▶ **Exercise instructions**: Both the line with "Task: place a pin on each instance of the blue" and the line with "Task: place a pin on each instance of the dark jeans." in the records below must appear in the output, along with every line between them, exactly and with nothing added.

▶ **Exercise input**:
◆ ◆ ◆ ◆ ◆ ◆ ◆
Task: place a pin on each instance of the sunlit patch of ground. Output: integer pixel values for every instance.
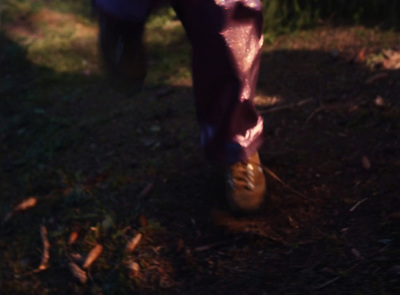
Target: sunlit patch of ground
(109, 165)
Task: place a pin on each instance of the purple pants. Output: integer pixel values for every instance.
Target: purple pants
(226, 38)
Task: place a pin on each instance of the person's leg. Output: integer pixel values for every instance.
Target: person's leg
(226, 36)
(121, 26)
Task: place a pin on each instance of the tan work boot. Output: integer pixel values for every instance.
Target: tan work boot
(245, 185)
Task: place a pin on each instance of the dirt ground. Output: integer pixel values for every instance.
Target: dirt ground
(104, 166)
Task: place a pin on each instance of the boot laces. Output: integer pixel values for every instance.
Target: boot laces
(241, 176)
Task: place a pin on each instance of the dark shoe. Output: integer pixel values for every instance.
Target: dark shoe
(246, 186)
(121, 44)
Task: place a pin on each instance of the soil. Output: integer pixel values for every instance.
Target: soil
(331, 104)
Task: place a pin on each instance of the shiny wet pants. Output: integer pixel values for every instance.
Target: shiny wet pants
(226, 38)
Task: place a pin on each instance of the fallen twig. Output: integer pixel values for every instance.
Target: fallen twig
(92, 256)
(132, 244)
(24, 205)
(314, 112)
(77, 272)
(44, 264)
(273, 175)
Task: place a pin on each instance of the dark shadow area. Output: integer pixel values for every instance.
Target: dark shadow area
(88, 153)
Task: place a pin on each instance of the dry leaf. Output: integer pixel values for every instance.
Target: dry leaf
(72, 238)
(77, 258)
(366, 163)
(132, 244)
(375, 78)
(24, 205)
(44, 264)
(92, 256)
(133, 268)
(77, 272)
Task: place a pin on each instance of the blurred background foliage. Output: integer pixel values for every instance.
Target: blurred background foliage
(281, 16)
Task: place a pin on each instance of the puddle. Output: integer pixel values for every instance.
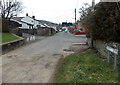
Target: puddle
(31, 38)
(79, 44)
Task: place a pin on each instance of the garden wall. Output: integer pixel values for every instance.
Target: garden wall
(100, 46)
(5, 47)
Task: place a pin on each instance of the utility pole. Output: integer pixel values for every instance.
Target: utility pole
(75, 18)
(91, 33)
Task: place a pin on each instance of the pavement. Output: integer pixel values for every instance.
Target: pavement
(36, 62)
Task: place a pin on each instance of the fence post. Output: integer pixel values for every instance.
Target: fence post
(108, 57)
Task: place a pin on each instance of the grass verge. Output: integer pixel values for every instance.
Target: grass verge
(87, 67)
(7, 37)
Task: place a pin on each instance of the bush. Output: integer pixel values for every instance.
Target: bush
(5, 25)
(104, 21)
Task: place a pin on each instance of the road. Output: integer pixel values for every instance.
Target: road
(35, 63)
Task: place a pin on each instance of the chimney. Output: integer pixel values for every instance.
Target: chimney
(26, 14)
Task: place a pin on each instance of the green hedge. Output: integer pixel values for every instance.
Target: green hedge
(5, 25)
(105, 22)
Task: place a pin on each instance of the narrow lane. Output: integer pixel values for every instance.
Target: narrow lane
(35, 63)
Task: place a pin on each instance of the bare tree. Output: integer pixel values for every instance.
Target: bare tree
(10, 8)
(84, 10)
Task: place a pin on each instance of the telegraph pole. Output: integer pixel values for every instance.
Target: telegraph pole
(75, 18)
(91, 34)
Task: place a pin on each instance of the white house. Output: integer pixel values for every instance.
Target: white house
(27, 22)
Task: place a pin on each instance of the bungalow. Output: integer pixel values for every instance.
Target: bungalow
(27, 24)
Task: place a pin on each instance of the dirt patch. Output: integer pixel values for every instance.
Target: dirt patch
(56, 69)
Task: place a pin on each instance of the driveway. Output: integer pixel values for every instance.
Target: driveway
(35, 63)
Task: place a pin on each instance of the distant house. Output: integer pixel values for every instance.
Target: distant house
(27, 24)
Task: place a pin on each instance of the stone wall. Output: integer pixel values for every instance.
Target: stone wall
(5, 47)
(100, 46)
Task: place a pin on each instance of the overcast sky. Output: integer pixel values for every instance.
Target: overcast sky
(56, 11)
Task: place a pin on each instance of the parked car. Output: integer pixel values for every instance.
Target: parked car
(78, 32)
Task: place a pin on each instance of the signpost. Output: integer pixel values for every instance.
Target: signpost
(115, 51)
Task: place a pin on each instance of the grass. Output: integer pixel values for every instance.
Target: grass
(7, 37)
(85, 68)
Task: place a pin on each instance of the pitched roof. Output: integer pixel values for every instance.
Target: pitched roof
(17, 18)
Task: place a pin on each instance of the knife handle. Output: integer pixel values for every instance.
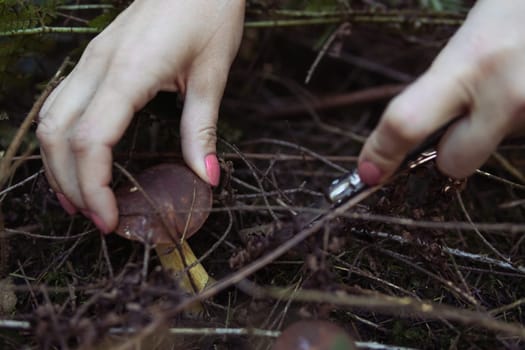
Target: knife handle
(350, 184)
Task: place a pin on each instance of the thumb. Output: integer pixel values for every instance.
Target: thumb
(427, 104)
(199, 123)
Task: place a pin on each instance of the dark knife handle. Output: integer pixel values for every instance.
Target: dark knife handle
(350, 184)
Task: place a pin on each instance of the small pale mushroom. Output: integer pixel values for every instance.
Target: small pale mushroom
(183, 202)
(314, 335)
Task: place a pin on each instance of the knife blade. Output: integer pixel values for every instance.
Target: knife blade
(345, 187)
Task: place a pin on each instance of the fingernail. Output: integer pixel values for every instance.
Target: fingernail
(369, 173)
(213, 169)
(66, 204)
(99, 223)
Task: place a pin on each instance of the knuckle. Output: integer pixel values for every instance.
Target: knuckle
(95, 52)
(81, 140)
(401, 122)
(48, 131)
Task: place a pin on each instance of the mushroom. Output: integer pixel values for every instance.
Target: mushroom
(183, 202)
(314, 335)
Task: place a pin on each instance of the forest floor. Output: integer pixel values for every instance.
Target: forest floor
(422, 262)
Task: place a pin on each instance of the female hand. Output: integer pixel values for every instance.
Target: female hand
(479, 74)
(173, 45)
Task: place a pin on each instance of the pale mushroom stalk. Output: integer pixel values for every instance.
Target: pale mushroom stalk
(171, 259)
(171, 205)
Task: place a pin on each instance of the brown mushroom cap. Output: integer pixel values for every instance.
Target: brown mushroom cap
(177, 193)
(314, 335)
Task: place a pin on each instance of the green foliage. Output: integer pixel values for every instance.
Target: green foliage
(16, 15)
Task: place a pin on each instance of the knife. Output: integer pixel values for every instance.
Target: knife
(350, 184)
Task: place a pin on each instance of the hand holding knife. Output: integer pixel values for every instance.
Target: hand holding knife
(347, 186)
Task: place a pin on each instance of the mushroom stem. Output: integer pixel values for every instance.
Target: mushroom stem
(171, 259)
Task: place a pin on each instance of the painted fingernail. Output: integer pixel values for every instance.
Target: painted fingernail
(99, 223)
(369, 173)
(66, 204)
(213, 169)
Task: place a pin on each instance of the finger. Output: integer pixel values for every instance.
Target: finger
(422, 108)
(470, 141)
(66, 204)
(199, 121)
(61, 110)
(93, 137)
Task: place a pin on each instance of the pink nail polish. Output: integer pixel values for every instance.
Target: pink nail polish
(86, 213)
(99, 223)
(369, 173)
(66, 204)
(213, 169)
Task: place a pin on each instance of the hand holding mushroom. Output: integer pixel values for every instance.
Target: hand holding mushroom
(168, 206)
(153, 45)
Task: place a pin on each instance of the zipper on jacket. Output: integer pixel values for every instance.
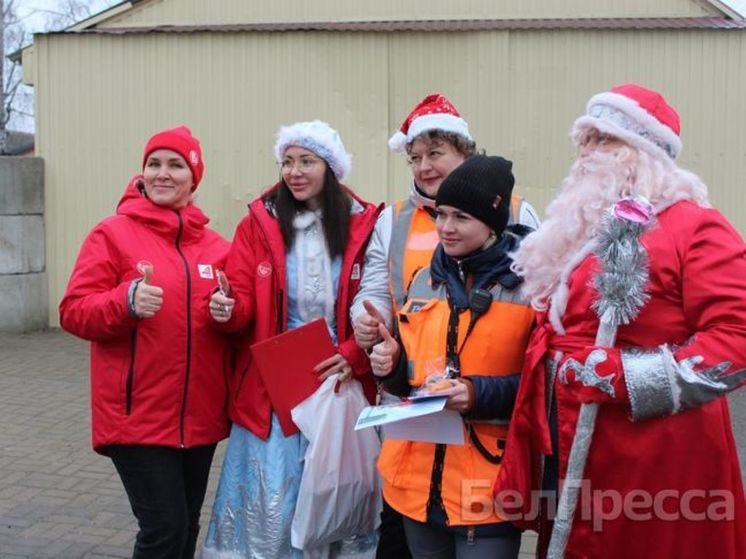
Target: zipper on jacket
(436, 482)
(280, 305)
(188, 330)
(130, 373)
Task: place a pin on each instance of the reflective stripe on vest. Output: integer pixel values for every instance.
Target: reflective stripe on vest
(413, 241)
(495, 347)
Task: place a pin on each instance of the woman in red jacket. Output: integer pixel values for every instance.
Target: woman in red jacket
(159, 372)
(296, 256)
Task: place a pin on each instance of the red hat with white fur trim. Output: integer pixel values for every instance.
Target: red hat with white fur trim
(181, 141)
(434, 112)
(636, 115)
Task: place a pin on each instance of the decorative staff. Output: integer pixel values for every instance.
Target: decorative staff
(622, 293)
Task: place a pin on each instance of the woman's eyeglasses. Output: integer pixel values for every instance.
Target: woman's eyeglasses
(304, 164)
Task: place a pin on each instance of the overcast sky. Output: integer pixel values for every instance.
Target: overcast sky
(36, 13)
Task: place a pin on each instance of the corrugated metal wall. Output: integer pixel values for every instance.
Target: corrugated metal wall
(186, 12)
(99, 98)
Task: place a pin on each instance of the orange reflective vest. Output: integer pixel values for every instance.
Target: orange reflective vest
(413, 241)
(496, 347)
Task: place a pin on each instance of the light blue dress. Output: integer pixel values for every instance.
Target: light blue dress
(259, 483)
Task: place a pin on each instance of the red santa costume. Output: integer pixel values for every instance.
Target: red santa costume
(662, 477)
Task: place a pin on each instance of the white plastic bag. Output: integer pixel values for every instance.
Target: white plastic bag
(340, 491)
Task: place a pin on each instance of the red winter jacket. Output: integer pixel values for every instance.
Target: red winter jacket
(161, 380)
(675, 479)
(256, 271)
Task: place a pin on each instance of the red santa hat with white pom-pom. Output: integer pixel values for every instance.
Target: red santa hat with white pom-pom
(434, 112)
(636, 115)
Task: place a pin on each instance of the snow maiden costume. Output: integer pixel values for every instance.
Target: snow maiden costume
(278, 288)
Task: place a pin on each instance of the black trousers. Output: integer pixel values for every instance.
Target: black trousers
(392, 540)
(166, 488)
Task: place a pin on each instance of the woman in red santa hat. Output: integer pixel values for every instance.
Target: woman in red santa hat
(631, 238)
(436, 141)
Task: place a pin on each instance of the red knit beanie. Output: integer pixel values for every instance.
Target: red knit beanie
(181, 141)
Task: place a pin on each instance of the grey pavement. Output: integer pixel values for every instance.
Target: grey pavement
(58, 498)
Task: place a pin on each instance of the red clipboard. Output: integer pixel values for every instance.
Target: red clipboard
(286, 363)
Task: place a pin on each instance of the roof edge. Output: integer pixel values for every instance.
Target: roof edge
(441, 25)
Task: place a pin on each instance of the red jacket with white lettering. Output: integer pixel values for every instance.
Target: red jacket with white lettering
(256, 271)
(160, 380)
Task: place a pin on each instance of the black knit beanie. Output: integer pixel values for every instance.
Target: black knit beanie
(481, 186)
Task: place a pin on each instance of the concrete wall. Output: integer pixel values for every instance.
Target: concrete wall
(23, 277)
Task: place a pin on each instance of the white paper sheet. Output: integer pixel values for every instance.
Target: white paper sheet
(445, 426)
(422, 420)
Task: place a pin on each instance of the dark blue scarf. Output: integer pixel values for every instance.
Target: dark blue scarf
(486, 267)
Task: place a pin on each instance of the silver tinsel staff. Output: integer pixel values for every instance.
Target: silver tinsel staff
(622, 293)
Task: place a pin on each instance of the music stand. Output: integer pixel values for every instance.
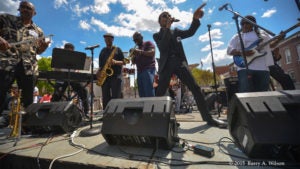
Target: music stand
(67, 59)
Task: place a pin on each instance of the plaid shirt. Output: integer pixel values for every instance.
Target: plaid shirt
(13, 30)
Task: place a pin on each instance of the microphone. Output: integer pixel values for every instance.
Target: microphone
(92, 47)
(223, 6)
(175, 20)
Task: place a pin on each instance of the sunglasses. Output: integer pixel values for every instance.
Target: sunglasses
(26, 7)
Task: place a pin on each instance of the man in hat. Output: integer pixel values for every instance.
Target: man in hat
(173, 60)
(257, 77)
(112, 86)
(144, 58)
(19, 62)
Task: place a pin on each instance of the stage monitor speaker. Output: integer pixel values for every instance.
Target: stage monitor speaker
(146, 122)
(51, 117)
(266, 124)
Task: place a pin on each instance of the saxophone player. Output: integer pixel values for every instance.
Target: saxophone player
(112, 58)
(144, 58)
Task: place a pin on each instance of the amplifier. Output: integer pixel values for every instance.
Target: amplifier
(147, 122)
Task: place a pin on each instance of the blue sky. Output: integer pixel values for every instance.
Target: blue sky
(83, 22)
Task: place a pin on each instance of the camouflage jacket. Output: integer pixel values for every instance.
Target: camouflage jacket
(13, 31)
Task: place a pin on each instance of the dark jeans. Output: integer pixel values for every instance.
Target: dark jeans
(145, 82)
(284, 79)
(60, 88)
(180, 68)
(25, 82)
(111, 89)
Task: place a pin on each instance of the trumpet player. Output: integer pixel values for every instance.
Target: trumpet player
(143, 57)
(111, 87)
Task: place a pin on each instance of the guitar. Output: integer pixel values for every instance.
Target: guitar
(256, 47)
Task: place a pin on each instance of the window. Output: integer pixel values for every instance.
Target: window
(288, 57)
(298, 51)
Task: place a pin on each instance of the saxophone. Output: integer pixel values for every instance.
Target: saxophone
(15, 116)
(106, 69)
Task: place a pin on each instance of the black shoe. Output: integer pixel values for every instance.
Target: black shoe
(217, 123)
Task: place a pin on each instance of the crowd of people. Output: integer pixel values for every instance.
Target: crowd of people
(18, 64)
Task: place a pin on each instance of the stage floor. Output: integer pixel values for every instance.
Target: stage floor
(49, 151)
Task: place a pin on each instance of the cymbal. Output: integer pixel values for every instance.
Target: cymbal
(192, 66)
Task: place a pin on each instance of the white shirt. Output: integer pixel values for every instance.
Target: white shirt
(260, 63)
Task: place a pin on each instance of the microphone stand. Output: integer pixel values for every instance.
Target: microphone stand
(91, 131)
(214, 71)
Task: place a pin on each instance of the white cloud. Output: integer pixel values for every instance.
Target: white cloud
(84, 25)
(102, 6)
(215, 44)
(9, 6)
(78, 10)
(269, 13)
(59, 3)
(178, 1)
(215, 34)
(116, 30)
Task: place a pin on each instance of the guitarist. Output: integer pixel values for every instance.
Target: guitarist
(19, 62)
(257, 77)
◆ ◆ ◆ ◆ ◆ ◆ ◆
▶ **Response area**:
Task: place a pin on each instance of the blue sky. Output: integer pixel values for every instance.
Target: blue sky
(83, 22)
Task: place a pin on each instance of the camouflage jacket. Output: integer pixel values for every instance.
Target: camouflage jacket
(13, 31)
Task: place a pin on each instance of the dark jeans. Output: integer pixel values for every instance.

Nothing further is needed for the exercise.